*Do this*: Rewrite the items below, replacing "white stone wall" with "gray brick wall" and keeping everything else the same. Leave the pictures out of your answer.

══════════

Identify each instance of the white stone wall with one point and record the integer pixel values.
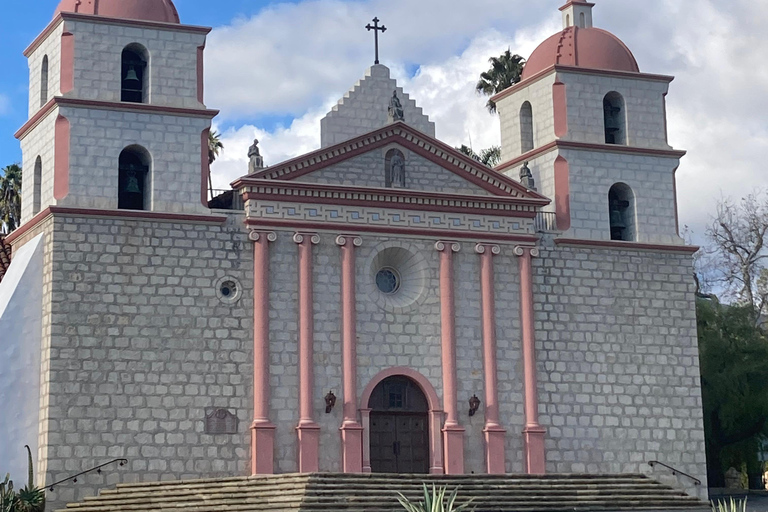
(369, 170)
(172, 63)
(364, 109)
(618, 361)
(52, 48)
(39, 142)
(651, 178)
(539, 94)
(174, 143)
(141, 346)
(21, 304)
(644, 109)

══════════

*Exercise result*:
Identify each instance of the gray brick wall with one point and record the integer pixel values.
(369, 170)
(172, 63)
(364, 109)
(618, 361)
(52, 48)
(39, 142)
(651, 178)
(539, 94)
(174, 143)
(141, 346)
(21, 304)
(644, 109)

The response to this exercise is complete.